Task instructions:
[A] Repeat the part of the passage about the Beirut explosions from "After citizens and" to "to help the country." word for word.
[B] According to the passage about the Beirut explosions, how many people were left homeless?
[C] Write the next part of the passage about the Beirut explosions, picking up after its final sentence.

Passage provided:
⟨
Another caption says: “Alexandra, you are in each of our hearts and prayers today and always. Your death will not be in vain . . . we will make sure of it!”

Alexandra was one of the youngest victims of the Beirut explosions, whose human cost so far includes 150 deaths, nearly 6,000 injured and another 300,000 homeless.

After citizens and residents independently organized and cleaned up the streets and homes of the areas most affected by the blast’s impact, shock turned to anger.

 

 

“My message to the Lebanese is a message of unity,” Paul Najjar said in the interview. “They killed us — they didn’t kill Christians or Muslims or politically-affiliated or not politically-affiliated. There is none of this anymore — a message to all the people who are still following these people.

“Please, enough. We need to stand together. We need to stand united so that we can make the change, so we can revolt for the sake of Alexandra and every child and every family that wants to live in this country like we had hope for.”

Paul Najjar said he and his wife returned to Lebanon and set up a company in an effort to help the country.

“We had hope that we would help the country. We also hoped that Alixou would grow up in Lebanon,” he said.
⟩
Information provided:
⟨
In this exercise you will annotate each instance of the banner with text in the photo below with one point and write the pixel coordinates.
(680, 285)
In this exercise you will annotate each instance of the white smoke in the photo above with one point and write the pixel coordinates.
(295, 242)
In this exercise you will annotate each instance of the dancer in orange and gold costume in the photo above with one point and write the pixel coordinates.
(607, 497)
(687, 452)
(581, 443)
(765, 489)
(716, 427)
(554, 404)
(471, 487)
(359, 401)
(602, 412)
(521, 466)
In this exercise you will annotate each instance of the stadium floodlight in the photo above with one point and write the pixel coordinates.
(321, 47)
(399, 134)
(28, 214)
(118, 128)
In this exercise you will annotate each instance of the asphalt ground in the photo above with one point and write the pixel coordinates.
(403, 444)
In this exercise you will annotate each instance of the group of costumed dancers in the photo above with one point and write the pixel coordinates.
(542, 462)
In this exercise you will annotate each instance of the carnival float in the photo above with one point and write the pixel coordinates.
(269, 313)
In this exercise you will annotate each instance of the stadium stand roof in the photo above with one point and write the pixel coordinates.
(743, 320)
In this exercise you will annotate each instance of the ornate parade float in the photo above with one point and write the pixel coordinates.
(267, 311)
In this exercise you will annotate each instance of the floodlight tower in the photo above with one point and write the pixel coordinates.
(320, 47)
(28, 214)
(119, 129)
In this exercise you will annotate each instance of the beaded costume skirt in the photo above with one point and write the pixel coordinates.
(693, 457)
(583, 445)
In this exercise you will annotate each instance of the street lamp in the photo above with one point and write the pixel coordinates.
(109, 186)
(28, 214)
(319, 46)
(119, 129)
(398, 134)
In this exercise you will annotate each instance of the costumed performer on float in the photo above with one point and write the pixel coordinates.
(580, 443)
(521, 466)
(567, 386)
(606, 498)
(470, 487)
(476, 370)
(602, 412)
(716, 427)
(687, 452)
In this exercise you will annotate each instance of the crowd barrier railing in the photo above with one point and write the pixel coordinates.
⟩
⟨
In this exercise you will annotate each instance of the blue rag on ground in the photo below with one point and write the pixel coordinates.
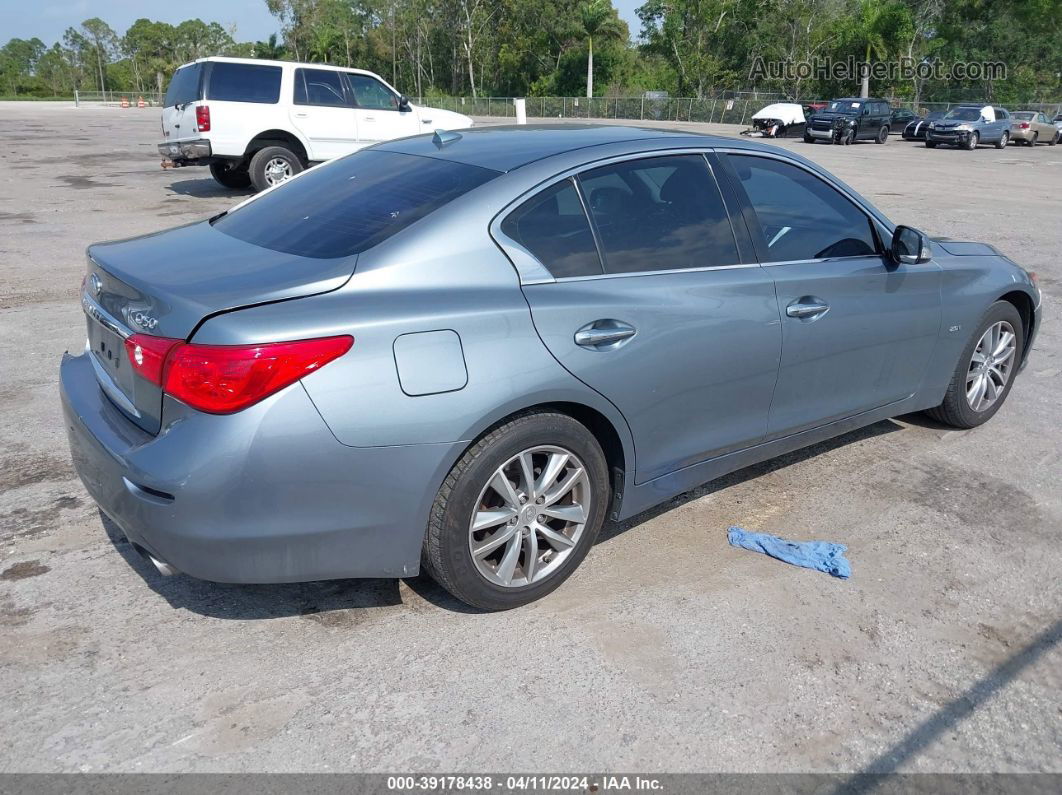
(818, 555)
⟩
Responses to the tasks:
[A]
After citizens and residents independently organized and cleaned up the streets and homes of the areas most affected by the blast’s impact, shock turned to anger.

 

 

“My message to the Lebanese is a message of unity,” Paul Najjar said in the interview. “They killed us — they didn’t kill Christians or Muslims or politically-affiliated or not politically-affiliated. There is none of this anymore — a message to all the people who are still following these people.

“Please, enough. We need to stand together. We need to stand united so that we can make the change, so we can revolt for the sake of Alexandra and every child and every family that wants to live in this country like we had hope for.”

Paul Najjar said he and his wife returned to Lebanon and set up a company in an effort to help the country.

[B] 300,000 people were left homeless.

[C]
On Saturday, thousands of Lebanese made their way to Beirut’s Martyrs’ Square demanding accountability for the explosions, and the resignation of all government officials. Many of them carried nooses, which they used for symbolic hangings of Lebanon’s principal political actors, including Hezbollah leader Hassan Nasrallah.

The government responded by deploying riot police and the army, who used rubber bullets and tear gas to subdue similar protests in front of the parliament in Riad Al-Solh Square and the nearby Beirut Souks.

Lebanese Red Cross and the Islamic Emergency and Relief Corps figures showed that the clashes left 728 more Lebanese injured, of whom 153 were taken to hospital and 575 treated on site.

“For your information, rubber bullets could kill and cause permanent damage. If necessary, it should be aimed at legs only. Yesterday, and in one hospital, there were seven open surgical eyes and a ruptured abdominal spleen,” Mohammad Jawad Khalifeh, a former Minister of Health, said on Twitter.

Meanwhile, little light has been shed by the government on why such a huge quantity of a highly combustible chemical was stored next to the Beirut Port Silos building after being confiscated from a Russian-leased ship six years ago.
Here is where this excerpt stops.